Items from a data source:

————

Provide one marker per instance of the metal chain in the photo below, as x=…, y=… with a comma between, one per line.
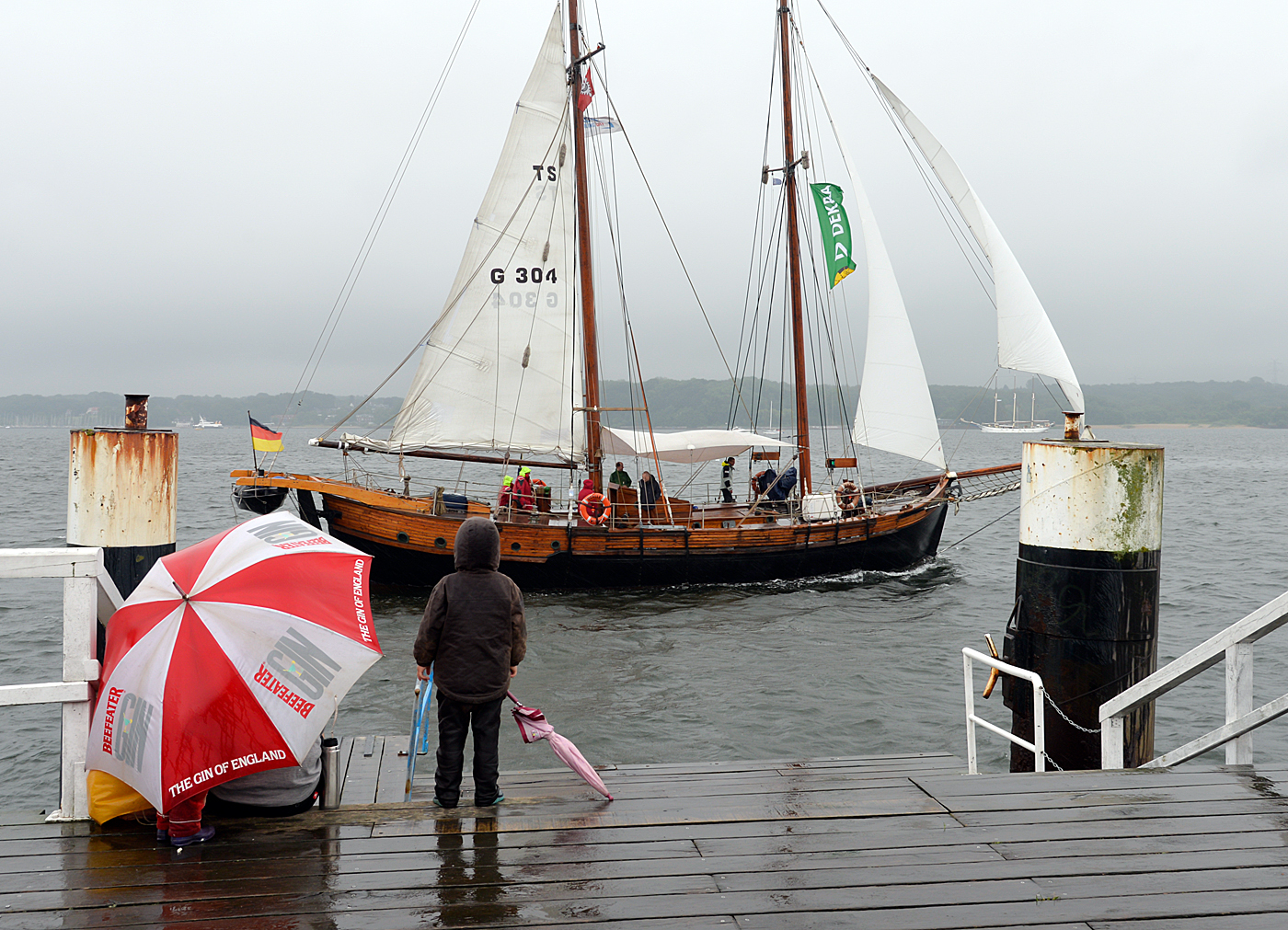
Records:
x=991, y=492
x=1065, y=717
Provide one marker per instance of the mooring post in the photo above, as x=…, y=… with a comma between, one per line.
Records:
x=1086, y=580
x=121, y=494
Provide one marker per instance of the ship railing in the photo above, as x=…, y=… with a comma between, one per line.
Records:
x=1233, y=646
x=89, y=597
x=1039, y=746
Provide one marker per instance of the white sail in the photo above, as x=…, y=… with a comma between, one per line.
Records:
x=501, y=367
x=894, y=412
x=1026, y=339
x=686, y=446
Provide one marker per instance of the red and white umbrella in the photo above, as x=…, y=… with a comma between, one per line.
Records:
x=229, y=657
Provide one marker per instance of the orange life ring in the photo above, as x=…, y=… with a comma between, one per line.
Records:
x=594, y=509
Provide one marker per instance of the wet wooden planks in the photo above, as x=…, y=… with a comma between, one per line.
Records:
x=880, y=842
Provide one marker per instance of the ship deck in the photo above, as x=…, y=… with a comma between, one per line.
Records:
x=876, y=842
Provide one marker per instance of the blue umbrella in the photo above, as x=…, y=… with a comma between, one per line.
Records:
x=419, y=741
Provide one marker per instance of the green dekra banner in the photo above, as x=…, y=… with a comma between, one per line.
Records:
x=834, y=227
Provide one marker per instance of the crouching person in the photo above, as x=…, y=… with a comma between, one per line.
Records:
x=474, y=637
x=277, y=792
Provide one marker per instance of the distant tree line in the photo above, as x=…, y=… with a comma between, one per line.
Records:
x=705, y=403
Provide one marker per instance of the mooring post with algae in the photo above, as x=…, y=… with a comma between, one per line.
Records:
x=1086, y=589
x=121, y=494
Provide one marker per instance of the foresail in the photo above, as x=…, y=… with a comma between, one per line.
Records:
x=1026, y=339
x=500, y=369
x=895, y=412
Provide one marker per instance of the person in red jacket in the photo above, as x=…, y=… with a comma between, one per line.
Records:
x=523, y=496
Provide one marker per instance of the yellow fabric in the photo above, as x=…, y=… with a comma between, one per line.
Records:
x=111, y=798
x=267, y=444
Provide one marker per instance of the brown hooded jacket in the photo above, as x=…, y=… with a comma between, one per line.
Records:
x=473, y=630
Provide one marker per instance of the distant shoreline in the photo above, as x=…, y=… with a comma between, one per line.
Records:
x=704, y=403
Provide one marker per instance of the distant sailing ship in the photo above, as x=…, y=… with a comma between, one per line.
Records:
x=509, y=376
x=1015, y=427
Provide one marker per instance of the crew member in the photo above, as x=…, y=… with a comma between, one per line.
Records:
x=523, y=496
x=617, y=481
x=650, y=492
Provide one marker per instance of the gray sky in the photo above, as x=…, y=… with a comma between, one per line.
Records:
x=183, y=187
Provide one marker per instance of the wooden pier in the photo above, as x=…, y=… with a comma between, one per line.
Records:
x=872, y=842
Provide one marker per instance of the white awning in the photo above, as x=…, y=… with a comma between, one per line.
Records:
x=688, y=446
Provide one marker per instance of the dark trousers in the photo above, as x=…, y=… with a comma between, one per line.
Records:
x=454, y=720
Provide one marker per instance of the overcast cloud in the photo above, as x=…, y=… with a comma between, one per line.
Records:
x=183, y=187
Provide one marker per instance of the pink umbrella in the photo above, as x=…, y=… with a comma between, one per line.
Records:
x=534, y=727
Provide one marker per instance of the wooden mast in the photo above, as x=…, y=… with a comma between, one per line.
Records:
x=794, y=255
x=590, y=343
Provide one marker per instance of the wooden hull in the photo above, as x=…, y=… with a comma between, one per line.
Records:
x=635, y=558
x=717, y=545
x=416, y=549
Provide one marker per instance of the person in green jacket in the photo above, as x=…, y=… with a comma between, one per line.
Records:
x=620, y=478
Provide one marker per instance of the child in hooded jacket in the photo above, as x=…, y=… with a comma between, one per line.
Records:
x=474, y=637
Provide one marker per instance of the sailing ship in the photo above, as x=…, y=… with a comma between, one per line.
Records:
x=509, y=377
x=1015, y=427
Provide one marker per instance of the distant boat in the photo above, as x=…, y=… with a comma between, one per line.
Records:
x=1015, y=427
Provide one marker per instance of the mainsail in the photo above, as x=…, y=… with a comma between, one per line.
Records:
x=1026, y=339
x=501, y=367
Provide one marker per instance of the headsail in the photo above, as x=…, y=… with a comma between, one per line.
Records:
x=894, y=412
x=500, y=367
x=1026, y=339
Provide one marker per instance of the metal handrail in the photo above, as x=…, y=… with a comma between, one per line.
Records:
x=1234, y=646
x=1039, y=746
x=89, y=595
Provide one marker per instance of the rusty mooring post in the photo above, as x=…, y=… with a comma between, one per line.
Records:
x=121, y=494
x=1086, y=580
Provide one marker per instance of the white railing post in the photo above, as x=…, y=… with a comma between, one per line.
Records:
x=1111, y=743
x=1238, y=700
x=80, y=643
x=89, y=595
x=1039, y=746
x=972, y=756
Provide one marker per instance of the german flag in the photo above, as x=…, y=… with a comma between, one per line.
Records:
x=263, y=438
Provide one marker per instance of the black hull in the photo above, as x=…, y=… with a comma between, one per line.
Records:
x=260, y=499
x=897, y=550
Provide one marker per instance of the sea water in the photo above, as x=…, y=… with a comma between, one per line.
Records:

————

PROBLEM DESCRIPTION »
Write out the whole listing exactly, and drop the pictures.

RESPONSE »
Provide one marker per instance of the metal chain in the photo below, as x=…, y=… with a comma between, one per line.
Records:
x=991, y=492
x=1065, y=717
Provide one marker per instance of the mooring post in the photo above, as x=…, y=… with a comma between, one per line.
Records:
x=1086, y=580
x=121, y=494
Provide one marker per instance of the ship railing in the photo above, as x=…, y=… with a comma between, one per line.
Records:
x=1233, y=646
x=89, y=597
x=1039, y=746
Provide one marker per instance of the white sail in the photo above, as x=…, y=… with a comma between, one per line.
Records:
x=501, y=367
x=894, y=412
x=1026, y=339
x=686, y=446
Provide one marker per instance of the red and white umbrella in the photo above, as x=…, y=… with a comma between, one per line.
Records:
x=229, y=657
Provide one marker per instance of the orange life ring in the photo above, as x=…, y=… with a comma between, one per line.
Records:
x=594, y=509
Provide one marker per instance of the wet wooden planks in the photo above, as x=…, y=… with a comma between, one per line.
Records:
x=880, y=842
Provide one marker per instance of the ship deck in the photo above, as x=…, y=… with a comma between, one per line.
Records:
x=876, y=842
Provide one marker per instance of the blue umbrella in the photo above, as x=…, y=… with a comma between, one per line.
Records:
x=419, y=741
Provide one marker per instance of the green dekra banner in the photo above, as x=…, y=… with a comma between, one per line.
Records:
x=834, y=227
Provide one marker per instance of the crouching person in the photo above, as x=…, y=… with a comma between, one per line.
Records:
x=474, y=637
x=277, y=792
Provide one marker per instance of the distant tree line in the photo above, as x=…, y=… with a comma between, one per line.
Records:
x=705, y=403
Provide one marker per instance of the mooring post with algae in the photo above, as x=…, y=… with a comma between, one per line.
Records:
x=1086, y=589
x=121, y=494
Provide one marker per instance of the foresail in the photo above, as x=…, y=… with a comma between, one per line.
Records:
x=1026, y=339
x=500, y=369
x=895, y=412
Provide one marker per instance of the person in red jacket in the photo above, as x=…, y=… with a comma between, one per line.
Records:
x=523, y=496
Provide one marker per instance of the yellow fabric in the photo above, as x=…, y=… with a comma between, one per line.
Records:
x=111, y=798
x=267, y=444
Provide one marker per instance of the brown hooded jacket in the photo above, as x=…, y=… with a comma between, one per line.
Records:
x=473, y=630
Provide one marker per instance of the distant shoreline in the photo above, as x=…, y=… with a comma between, one per line.
Records:
x=704, y=403
Provide one marker per instance of the distant sailing ship in the photo above, as x=…, y=… with a comma between, one per line.
Records:
x=509, y=376
x=1015, y=427
Provide one marker per instance of the crew member in the photo above, as x=…, y=… with a comma between, one per line.
Records:
x=523, y=496
x=617, y=481
x=650, y=492
Provide one marker per instance of the gray sky in the photo above, as x=…, y=… with a comma between, one per line.
Records:
x=183, y=187
Provide one marker per instance of the wooden pier in the photo above, as x=…, y=… with a comma between, one per line.
Records:
x=872, y=842
Provide one marker per instance of the white awning in the photo above, as x=…, y=… with a comma between, one per line.
Records:
x=688, y=446
Provide one marker per instance of the dark trousers in the photo above, as x=…, y=… with a comma between, one per line.
Records:
x=454, y=720
Provide one marker per instance of the overcast cloud in the photo above, as x=…, y=… with a comma between, one per line.
Records:
x=183, y=187
Provide one marker per instance of the pink umbrella in the photo above, as x=…, y=… with a comma between, one per line.
Records:
x=534, y=727
Provide one marker per instance of the wooden mast in the photo above, as x=…, y=… with a comma between, one per line.
Records:
x=794, y=255
x=590, y=343
Provide one marker per instance of the wooden hull in the photo above, as x=…, y=… with a comma between, one per line.
Records:
x=635, y=558
x=717, y=545
x=416, y=549
Provide one marker per instance of the person in green jacket in the photo above, as x=…, y=… with a comma between, one per line.
Records:
x=620, y=478
Provide one marker per instance of the child in hooded jacket in the photo above, as x=…, y=… with a comma between, one per line.
Records:
x=474, y=637
Provide one marker per instance of the sailing ship in the photo above, as x=…, y=… with a comma between, one per line.
Records:
x=509, y=377
x=1015, y=427
Provide one marker per instance of the distant boat in the photo above, as x=…, y=… with a comma between, one per line.
Records:
x=1015, y=427
Provide one marker per instance of the mainsail in the photo above, as x=…, y=… with a comma between, one per line.
Records:
x=1026, y=339
x=501, y=367
Provide one marker per instance of the headsail in the photo above, as x=…, y=… with a comma between, one per line.
Records:
x=894, y=412
x=500, y=367
x=1026, y=339
Provide one marker per instance of the metal handrail in the photo above, as x=…, y=… with a comma between, one per line.
Records:
x=1234, y=646
x=1039, y=746
x=89, y=595
Provide one marker per instance of the rusty mooring post in the photo above, as x=…, y=… with a comma between, one per line.
Records:
x=121, y=494
x=1086, y=580
Provide one marker per instance of the white railing post in the photo above, as x=…, y=… with a comma between, one per line.
Records:
x=1111, y=743
x=1238, y=700
x=80, y=643
x=89, y=595
x=1039, y=746
x=972, y=756
Provide one marker per instance of the german flag in the photo above, as x=…, y=… with a comma between, one per line.
Records:
x=263, y=438
Provide one marker per instance of the black hull in the photo above, as x=…, y=… with a comma between, one per line.
Records:
x=260, y=499
x=897, y=550
Provide one marker per instance of the sea water in the photo above, as x=…, y=… with a comma between, one per line.
Records:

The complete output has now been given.